[Part of a data file]
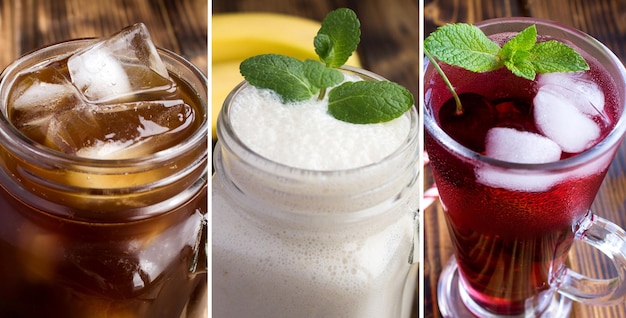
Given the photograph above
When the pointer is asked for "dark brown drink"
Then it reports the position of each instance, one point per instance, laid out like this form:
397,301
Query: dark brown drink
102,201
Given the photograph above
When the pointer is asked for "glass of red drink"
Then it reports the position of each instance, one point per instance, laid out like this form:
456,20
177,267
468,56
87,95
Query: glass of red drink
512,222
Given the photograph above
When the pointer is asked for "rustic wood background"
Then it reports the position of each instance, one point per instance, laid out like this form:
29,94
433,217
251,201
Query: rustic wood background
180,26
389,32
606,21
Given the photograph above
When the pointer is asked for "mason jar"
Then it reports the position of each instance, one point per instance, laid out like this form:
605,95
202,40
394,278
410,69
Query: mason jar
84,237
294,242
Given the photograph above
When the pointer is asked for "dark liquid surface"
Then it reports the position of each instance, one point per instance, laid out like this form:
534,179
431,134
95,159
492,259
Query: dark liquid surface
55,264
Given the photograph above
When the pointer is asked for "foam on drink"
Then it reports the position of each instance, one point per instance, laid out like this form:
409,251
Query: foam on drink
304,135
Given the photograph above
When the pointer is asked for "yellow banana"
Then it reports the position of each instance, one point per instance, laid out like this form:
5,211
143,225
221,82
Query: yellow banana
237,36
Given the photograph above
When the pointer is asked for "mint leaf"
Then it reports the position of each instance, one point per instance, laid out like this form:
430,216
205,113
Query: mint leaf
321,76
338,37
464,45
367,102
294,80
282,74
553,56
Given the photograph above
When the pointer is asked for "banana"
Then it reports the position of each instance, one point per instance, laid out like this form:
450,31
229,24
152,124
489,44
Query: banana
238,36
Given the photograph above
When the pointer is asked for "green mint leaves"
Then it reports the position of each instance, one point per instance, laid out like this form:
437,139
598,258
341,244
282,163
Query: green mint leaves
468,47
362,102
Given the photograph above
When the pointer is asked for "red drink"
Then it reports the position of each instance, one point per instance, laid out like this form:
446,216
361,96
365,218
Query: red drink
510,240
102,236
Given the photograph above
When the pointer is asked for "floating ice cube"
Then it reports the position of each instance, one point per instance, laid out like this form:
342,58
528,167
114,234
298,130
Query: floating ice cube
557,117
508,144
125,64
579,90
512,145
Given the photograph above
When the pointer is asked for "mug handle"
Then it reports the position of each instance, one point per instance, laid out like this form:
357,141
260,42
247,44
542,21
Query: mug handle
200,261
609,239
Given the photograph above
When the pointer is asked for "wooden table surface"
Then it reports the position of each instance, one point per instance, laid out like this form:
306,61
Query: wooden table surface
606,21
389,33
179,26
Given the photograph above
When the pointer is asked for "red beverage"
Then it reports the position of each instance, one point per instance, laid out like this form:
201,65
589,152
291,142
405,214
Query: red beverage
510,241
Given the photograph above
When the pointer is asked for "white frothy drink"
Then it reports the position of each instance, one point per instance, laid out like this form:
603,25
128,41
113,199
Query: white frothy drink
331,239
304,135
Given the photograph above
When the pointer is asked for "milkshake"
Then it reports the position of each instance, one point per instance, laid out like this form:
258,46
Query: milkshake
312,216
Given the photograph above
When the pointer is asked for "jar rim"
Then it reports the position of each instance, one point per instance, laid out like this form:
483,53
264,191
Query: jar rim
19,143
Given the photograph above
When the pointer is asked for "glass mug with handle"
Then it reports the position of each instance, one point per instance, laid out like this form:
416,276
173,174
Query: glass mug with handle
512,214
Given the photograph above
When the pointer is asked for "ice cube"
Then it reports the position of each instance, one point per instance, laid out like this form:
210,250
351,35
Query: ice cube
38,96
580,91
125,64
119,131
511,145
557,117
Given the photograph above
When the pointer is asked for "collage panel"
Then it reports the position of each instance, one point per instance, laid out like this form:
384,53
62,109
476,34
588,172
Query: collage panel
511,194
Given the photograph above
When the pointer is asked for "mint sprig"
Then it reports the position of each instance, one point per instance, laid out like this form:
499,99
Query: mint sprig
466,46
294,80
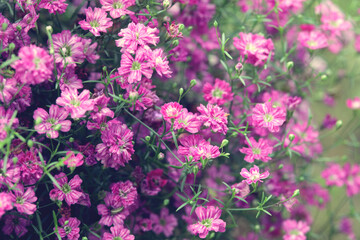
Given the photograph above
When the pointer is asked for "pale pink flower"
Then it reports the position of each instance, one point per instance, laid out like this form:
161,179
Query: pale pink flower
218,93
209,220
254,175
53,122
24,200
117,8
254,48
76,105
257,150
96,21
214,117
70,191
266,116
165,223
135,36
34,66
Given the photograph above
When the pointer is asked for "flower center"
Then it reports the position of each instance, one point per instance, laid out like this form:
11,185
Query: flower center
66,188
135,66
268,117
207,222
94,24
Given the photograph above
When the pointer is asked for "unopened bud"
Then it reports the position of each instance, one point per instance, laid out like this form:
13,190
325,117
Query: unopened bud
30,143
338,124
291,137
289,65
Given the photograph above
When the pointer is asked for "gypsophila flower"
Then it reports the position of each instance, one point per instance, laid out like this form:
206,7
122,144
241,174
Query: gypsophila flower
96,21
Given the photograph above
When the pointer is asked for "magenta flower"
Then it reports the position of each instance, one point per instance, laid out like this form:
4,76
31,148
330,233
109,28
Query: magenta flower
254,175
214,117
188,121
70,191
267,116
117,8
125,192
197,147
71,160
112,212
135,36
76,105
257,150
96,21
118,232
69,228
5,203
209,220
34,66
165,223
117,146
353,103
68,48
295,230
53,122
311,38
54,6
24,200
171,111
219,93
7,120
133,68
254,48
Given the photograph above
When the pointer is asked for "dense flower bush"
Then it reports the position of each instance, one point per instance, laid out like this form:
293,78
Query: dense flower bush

(Requirement) Reproduce the material above in full and without alteration, but skip all pictures.

(Result of this task)
Given the photograph above
When the pointer is asked for "dark brown drink"
Then it reports the position of each instance, one point per instance, laid out like this form:
397,301
Query: dark brown drink
102,201
Given the photograph above
When the pointer is asked for "glass of red drink"
Then it reports the position of each instance, one point per instance, laid out like this form:
456,20
177,267
468,56
87,95
Query: glass of red drink
512,222
Given the photograph above
When the pointer is asked for "rustic wood background"
Then it reports the position of each instance, one point per instance, laid out like this form:
29,94
433,217
251,201
Query: rustic wood background
180,26
389,32
606,21
Given the photograph above
When the pointer is asked for "mason jar"
Then it reports the position of each instance, one point per instance, laid out like this form:
605,95
202,40
394,278
410,69
Query: mason jar
84,237
294,242
Given the photograph above
When the pointer is asked for "dark liquid surface"
Then it reports the position of each instance, one point per instance, laid out like this form:
534,179
431,134
95,159
492,259
Query: dark liquid surface
55,264
Given the photograph above
When the pointer is asked for "foam on drink"
Then it reports the position of each instance, one point per instance, laid out like this form:
409,251
Query: foam on drink
304,135
Given the photograph above
When the pointer is asked for "yellow banana"
Then it reports the position of each instance, one point per instance, laid out like this form:
5,211
143,225
221,82
Query: yellow banana
237,36
Given the photograph above
When the pointer is asked for "mint leaf"
Then it reports the position of each instance, one point per instance, laid out like this form:
430,216
205,113
Query: mint leaf
321,76
338,37
464,45
367,102
294,80
282,74
553,56
Given the photograph above
When the pointer is asked for "banana"
Then it reports the position of each instance, one point per instance, laid out like this form:
450,31
229,24
152,124
489,44
Query: banana
238,36
Given the photograph above
When the pointer is asked for "green mint leaves"
Then it reports the position of each instance, one point per instance, laid out like this form:
437,139
598,258
341,244
282,163
Query: green mint leaves
468,47
362,102
Given the photograph above
When the pointer is asked for "red drink"
Then it reports the position of each instance, one point per instance, laid out like this form:
446,216
361,96
365,218
Query: red drink
510,240
102,236
Given the photograph above
When the pointer is asked for "floating ice cube"
Then it reports the position of each instance, one point per instance, laid out like this form:
342,58
528,167
114,234
298,130
Query: floating ice cube
557,117
508,144
125,64
579,90
512,145
Given the photograph above
When the pointer is asked for "mug handle"
Then it reports the position of each instance, one point per instance, laid out like this form:
357,141
260,42
247,44
542,21
Query: mug handle
200,261
609,239
Given the photograph above
When the pointer is asked for "wooden table surface"
Then it reports the position of each instance, one point per instance, laid out like this form:
306,61
Query: wooden table surface
606,21
389,33
179,26
Given the photograph above
When the pointer is asked for "red beverage"
Then it reports the position of each instance, one point per instance, laid out like this form:
201,65
589,152
291,142
405,214
Query: red beverage
510,241
Given the photograph above
When the pointer is asked for "white frothy drink"
Then it reports the position of each instance, one point per instance, laid out like this form:
603,25
128,41
113,199
Query: white frothy drink
331,239
304,135
Given the photograph above
When the pointer is asked for "milkshake"
Then it reports the position of each instance, one point per instance, laid out like this form:
258,46
Query: milkshake
312,216
Given the photograph above
When the pointer is asked for "jar rim"
Then it reports the position of each instance, one point per instance, laid out like this form:
483,53
264,191
Query: jar rim
19,143
Given the photograph above
When the pointer is asked for "glass mug with handle"
Then it reports the position of each instance, one point per instance, laid out like this form:
416,276
173,174
Query: glass mug with handle
512,214
Given the photograph above
When the pointer is asked for "ice cube"
Then it reports the position of each instance, one point per instance, laid out like this form:
210,250
351,35
Query: ice cube
38,96
580,91
125,64
119,131
511,145
557,117
Given the photograph above
When the pointer is asked for "collage panel"
Then it reports the position of each instance, one point per instance, laid out like this form:
384,53
62,109
476,34
588,172
Query: collage panel
511,194
Given the photograph above
When the pointer is asked for "mint sprig"
Then it reports the position of each instance, one point per instance, laid out like this form:
499,99
Query: mint sprig
466,46
294,80
Given the photograph above
When the pointer is asked for "pale pink flower"
Then it reports the position of each instance, one point per instance, laid out like this form:
161,179
Query: pale pink flower
218,93
209,220
254,175
53,122
24,200
117,8
254,48
76,105
257,150
96,21
214,117
70,191
266,116
165,223
135,36
34,66
Given the photograph above
When the pointer is asked for "flower center"
Then it reports the position of each instance, one point per instance, laid out like this form:
11,185
Query: flower center
66,188
135,66
268,117
207,222
94,24
Given the photograph above
When the pointer is asked for "unopened bud"
Then it reports the position of each instance, one point per instance, laid out like this form:
13,190
325,117
Query: unopened bud
30,143
338,124
291,137
289,65
Given the photograph above
When the pointer is asked for "gypsophila flower"
Then it reports the position of each instance, one point per instance, laid out like this form:
206,7
122,144
241,174
Query: gypsophila flower
96,21
Given the photograph above
When the pointer is asked for "magenta flower"
Then it reports the position of each instance, one point per instance, laid out like this form:
4,76
31,148
330,233
109,28
Query: magenta flower
254,175
214,117
188,121
70,191
267,116
117,8
125,192
197,147
71,160
112,212
135,36
76,105
257,150
96,21
118,232
69,228
5,203
209,220
34,66
165,223
117,146
353,103
68,48
295,230
53,122
311,38
54,6
24,200
171,111
219,93
7,120
133,68
254,48
Given the photograph above
When the pointer is asked for "dense flower bush"
Then it reports the position of each instance, one point per instance, laid out like this form:
293,78
Query: dense flower bush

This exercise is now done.